**Provided passage**
——————

How I understood intuition behind Replication and Sharding...
Problem Statement :-
Have you ever imagined how a large database system serves each one of user the data they want in a jiffy. Lets take example of Whatsapp, we all globally use this app for communication, daily billions of messages are passed on to and fro. Now the question one can ask is how does a DB server achieves this and gives a best in class user experience. The moment you open your Whatsapp you see all the recent contacts, and inside them all your recent chats right there in a blink of a blink.
So us being an engineer should think what all can be the pain points here while serving to our users. There can be :
1. Say too many reads happening and the DB can outload itself and crash at high read times.
2. Or one can think the user base grew so much that the messages are outnumbering the DB capacity or DB server processing power.
Lets explore on how above two problems is dealt in most of the high scale platforms serving billions of data points reliably and in a blink of a blink.
Initial Thinking and My learnings
Lets take above two situation one by one and build a intuition on what best can be done to solve above with the trade-offs of solution.
1. Too Many Reads
We all get it serving too many users from a single point is not a good idea. Say you have a popular Ice-Cream shop and the customer grew alot in numbers. You being owner of shop is thinking how to reduce this traffic of customers, you don't want to loose on customer also you want to serve each one of them. So you think of creating multiple Kiosk serving the exact same flavours of ice-creams at different location. So you have a primary store where you make all of ice-cream and give out to Kiosk to serve customers.
So above we have reduced the customer traffic by placing some stores at multiple places, and the user will go to the nearest available store to get the Ice-Cream he wants. Hence, the load on a single shop got reduced and we kept care of serving each one of willing to have the Ice-Cream.
We follow similar practise in code world, instead of one primary DB server serving requests of all the users the message they need, we create replicas of the primary DB. These replicas then serve the users and share the load among themselves with clever techniques. This is called Replication and is a base fix to the problem where lots of read is happening from a single source.
Thus, we can create multiple replicas of primary DB and this reduces the load from the primary DB.
How this benefits in crux we can say:
Better Read: now users wont face downtime and we can smartly reflect the user to any of the available replica to have them their messages.
High Availability: system is now say 99 % of the time available. Very less downtime happens. If one replica is under migration load or simply not available then the other replica's can share the load and serve the user.
Less load on Primary DB: our master DB aka primary DB will be having less read load, and it can focus on other important aspects, say writes and making the replica's in sync.

——————

**Required work**
a - Name every benefit of replication that the replication and sharding post lists.
b - Answer these from the replication and sharding post:
(i) Which messaging app does it use as its example?
(ii) In the ice-cream shop comparison, what does the owner set up at different locations?
(iii) What share of the time does it say the system is available after replication?
c - Reproduce a part of the replication and sharding post, beginning at the words "We follow similar" and stopping after "serve the user.".

**Record extracts**
——————

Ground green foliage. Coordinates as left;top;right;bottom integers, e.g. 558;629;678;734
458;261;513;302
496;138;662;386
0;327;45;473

——————

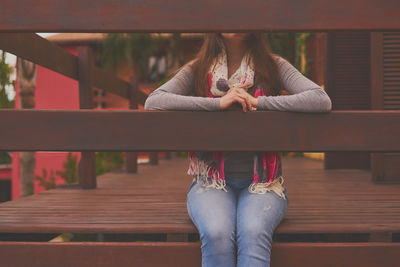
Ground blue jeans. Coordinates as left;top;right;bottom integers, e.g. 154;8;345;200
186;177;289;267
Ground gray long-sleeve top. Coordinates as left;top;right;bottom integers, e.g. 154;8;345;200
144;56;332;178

——————

**Answers to each task**
a - Better Read, High Availability, Less load on Primary DB

b -
(i) Whatsapp
(ii) Multiple Kiosks serving the exact same flavours of ice-cream
(iii) 99%

c -
We follow similar practise in code world, instead of one primary DB server serving requests of all the users the message they need, we create replicas of the primary DB. These replicas then serve the users and share the load among themselves with clever techniques. This is called Replication and is a base fix to the problem where lots of read is happening from a single source.
Thus, we can create multiple replicas of primary DB and this reduces the load from the primary DB.
How this benefits in crux we can say:
Better Read: now users wont face downtime and we can smartly reflect the user to any of the available replica to have them their messages.
High Availability: system is now say 99 % of the time available. Very less downtime happens. If one replica is under migration load or simply not available then the other replica's can share the load and serve the user.